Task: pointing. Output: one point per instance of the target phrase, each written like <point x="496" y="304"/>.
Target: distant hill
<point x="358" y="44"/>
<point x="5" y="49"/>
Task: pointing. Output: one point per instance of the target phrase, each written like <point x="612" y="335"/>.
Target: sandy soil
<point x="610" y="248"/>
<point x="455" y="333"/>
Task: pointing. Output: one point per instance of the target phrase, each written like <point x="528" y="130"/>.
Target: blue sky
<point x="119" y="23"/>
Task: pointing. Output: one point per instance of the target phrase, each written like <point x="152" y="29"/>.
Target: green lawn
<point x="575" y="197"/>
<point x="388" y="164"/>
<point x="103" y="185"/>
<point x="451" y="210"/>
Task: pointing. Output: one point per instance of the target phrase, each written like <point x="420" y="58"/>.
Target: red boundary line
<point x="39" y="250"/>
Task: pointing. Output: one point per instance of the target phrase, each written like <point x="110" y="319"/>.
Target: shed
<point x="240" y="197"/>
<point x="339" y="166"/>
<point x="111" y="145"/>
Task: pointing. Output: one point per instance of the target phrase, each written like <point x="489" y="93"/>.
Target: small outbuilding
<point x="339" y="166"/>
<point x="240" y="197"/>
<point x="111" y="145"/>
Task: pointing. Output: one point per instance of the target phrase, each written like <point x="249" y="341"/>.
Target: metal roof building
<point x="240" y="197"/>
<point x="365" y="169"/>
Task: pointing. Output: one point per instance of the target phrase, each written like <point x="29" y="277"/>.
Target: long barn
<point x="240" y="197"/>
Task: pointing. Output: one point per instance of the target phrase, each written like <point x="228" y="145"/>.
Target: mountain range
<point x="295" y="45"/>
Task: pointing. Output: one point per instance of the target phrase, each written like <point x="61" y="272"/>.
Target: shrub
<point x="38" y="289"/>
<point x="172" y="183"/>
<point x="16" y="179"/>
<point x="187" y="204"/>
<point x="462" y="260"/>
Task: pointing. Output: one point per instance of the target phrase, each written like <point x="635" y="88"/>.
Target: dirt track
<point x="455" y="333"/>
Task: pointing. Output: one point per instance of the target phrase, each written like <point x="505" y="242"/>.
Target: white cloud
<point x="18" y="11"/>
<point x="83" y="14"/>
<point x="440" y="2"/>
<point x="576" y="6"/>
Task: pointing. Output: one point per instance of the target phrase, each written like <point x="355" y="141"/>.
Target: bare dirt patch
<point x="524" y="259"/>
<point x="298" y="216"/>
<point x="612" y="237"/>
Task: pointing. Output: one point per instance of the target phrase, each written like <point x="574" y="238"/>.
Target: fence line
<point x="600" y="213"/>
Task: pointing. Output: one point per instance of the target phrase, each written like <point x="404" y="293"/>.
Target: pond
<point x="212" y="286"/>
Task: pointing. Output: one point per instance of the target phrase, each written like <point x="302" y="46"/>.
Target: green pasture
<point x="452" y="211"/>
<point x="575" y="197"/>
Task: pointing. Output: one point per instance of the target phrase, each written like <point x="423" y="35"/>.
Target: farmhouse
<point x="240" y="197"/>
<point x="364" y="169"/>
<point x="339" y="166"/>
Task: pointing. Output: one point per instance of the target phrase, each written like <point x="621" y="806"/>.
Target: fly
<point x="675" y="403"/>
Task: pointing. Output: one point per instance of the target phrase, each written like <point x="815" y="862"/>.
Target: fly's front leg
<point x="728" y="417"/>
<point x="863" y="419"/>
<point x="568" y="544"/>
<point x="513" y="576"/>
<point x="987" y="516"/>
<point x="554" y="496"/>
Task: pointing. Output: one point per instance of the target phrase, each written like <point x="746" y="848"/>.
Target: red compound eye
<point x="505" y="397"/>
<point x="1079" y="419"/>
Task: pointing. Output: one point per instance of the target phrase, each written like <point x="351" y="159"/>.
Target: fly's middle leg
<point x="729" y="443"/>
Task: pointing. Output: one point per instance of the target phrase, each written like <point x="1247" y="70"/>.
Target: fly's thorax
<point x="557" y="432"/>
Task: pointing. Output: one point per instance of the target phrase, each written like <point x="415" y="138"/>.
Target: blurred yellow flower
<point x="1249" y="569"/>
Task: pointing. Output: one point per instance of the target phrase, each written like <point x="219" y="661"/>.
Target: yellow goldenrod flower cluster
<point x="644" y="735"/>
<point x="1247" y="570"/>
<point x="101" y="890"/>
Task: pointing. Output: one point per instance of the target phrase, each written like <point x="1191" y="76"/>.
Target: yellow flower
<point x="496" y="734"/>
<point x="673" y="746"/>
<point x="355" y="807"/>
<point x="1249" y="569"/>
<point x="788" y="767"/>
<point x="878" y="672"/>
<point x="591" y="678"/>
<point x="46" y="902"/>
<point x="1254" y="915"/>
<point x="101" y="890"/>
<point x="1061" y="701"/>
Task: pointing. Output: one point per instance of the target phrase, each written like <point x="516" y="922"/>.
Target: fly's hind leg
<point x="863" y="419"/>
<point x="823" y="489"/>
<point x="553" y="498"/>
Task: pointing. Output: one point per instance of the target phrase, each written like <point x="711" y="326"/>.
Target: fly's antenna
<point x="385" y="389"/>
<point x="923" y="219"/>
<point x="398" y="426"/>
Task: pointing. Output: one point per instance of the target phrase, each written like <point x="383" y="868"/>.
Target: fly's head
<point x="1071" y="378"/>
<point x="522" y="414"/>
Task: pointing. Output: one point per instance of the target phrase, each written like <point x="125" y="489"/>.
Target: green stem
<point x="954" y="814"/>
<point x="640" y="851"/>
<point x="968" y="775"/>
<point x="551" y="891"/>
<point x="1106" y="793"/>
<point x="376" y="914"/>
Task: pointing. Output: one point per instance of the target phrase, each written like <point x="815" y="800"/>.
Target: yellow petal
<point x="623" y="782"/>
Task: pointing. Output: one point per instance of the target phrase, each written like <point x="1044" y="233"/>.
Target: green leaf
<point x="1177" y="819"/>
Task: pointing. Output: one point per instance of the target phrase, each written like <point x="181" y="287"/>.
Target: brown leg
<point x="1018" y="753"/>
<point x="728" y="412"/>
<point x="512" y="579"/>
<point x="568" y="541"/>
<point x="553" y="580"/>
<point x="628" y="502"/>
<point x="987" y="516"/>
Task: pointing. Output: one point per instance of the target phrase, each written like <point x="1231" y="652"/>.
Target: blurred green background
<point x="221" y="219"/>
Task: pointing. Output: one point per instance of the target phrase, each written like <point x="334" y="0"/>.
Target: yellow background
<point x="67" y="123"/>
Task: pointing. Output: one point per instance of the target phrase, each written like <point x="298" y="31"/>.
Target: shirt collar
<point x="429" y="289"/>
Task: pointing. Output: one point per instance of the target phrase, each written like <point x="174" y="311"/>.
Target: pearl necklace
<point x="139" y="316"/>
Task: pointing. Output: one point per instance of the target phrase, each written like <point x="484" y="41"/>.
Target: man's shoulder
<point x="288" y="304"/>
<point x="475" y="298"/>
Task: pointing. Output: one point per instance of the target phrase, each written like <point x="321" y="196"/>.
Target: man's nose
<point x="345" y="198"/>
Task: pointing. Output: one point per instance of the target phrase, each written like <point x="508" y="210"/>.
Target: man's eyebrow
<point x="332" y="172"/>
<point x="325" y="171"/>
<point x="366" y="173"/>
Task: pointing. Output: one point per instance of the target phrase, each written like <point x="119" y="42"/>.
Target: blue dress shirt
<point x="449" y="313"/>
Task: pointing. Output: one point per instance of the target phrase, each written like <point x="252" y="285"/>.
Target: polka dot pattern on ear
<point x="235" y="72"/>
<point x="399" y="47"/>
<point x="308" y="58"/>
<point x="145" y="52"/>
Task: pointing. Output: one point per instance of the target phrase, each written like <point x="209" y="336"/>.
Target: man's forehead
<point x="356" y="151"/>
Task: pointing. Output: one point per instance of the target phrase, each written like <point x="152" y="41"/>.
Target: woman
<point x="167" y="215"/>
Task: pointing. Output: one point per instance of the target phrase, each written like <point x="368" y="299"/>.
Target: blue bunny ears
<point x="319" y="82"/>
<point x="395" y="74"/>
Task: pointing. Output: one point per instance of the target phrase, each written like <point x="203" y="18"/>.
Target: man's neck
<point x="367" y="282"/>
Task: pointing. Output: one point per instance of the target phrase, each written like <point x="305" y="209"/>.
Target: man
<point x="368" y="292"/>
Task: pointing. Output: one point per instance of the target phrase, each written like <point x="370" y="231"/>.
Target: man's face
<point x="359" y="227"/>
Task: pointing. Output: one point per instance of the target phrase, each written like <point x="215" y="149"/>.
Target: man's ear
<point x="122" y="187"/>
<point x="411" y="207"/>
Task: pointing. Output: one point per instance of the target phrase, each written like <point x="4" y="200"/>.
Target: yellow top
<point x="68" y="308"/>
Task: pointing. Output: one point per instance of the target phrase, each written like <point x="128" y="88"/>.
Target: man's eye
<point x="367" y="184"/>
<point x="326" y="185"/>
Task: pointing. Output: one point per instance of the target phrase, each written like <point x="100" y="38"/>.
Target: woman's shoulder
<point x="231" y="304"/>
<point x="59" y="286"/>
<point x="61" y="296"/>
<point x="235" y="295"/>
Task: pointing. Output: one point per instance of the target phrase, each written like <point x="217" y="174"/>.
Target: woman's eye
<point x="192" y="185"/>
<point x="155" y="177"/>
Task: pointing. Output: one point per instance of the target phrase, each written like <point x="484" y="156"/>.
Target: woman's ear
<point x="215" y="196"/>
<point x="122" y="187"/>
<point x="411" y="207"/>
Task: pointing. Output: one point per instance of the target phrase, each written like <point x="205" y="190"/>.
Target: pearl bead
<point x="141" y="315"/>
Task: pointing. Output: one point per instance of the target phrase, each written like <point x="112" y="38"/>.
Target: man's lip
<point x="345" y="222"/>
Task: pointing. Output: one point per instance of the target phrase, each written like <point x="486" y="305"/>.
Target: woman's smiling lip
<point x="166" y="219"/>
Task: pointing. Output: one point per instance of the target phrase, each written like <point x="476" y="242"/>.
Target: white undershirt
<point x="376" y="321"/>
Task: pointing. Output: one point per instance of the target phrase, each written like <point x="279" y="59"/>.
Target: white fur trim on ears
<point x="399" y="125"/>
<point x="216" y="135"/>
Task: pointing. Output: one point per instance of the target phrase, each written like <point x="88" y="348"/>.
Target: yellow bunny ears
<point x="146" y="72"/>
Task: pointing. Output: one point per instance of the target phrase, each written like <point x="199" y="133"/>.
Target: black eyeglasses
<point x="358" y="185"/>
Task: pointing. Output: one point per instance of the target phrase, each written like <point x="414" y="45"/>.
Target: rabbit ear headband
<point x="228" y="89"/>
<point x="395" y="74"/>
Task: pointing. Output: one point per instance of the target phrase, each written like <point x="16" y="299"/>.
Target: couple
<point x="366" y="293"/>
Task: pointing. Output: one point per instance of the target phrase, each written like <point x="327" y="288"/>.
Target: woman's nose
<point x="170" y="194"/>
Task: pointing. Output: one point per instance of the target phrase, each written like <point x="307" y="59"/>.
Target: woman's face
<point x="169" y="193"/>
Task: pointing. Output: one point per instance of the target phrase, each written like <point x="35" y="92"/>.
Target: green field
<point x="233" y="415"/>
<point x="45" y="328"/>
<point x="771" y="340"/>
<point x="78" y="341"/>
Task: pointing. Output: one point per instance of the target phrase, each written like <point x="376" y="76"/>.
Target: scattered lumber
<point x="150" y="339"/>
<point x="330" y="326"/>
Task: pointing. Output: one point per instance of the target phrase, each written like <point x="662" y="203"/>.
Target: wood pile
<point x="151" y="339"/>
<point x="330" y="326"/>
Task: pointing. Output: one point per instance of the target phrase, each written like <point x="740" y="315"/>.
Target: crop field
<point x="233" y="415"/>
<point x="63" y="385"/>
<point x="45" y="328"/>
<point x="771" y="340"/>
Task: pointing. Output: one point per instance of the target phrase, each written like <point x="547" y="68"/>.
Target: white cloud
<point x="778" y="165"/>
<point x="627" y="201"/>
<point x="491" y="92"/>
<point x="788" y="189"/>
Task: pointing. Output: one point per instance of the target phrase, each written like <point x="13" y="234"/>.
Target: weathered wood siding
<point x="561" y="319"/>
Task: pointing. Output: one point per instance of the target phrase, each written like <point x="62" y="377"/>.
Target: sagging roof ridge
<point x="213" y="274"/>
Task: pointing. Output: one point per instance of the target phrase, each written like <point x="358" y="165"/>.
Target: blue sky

Written exercise :: Give the number of lines in the listing above that contain the string "dirt", treating case as significant. Reply with the number only.

Written response :: 2